Report every line of the data where the string "below" appears.

═════ The records ═════

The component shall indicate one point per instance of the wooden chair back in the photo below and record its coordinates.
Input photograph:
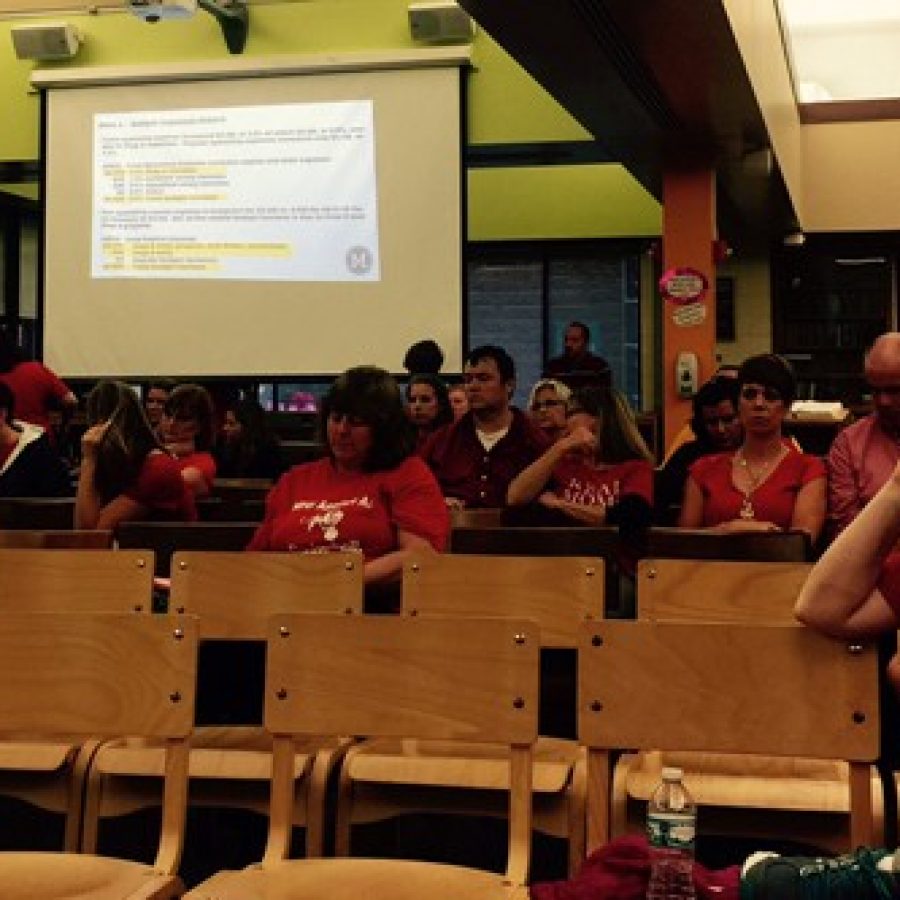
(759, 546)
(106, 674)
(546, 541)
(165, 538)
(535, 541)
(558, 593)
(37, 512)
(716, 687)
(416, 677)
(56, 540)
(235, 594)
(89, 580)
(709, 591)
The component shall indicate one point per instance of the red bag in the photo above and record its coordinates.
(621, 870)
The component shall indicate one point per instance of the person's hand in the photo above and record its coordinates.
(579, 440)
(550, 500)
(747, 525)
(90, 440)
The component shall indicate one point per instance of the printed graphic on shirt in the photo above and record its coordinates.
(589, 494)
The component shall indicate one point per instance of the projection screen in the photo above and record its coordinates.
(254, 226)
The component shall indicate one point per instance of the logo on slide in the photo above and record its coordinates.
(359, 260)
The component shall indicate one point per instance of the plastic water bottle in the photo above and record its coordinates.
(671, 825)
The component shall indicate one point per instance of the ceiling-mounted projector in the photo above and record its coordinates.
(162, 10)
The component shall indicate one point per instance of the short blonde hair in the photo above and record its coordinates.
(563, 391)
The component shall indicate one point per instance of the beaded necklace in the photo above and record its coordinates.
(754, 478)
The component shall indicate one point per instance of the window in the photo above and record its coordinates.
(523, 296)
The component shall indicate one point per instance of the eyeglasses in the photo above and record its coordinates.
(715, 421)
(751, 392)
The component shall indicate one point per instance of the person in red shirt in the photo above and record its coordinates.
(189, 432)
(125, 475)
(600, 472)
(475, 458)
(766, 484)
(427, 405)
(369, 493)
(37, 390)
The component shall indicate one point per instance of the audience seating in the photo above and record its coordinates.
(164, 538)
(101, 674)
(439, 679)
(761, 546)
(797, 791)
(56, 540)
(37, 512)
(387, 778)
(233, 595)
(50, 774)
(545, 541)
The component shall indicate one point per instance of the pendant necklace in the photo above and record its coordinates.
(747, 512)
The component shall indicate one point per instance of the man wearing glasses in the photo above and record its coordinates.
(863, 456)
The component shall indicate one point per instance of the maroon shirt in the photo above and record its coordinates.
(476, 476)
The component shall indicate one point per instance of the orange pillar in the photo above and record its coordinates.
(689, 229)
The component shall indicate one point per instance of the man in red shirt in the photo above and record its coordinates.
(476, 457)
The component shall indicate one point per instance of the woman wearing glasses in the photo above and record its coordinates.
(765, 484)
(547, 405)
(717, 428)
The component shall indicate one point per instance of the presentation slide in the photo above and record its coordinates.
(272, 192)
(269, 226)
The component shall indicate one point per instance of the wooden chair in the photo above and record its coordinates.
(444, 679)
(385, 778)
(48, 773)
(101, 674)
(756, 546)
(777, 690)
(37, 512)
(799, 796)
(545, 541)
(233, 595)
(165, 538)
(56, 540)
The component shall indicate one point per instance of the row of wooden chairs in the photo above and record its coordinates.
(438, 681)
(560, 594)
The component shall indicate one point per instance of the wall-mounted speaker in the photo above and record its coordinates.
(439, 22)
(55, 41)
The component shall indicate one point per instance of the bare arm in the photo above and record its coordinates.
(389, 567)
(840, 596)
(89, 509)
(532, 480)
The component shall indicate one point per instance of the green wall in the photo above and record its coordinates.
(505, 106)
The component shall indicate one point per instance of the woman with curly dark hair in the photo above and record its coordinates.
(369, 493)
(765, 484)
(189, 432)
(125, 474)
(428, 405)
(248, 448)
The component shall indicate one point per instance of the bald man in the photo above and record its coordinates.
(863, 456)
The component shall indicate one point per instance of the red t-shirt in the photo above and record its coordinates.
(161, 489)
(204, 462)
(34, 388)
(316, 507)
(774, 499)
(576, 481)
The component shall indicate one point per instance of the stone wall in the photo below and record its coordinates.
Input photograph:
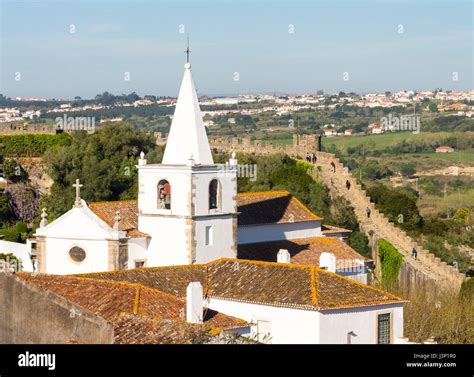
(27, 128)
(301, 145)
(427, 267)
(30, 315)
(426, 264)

═════

◆ Written answer:
The component shall indicate one point per instance of the wooden chair back in the photo below and record its coordinates.
The component shall indicate one point per instance of the stone wall in the photo below and record its coordinates.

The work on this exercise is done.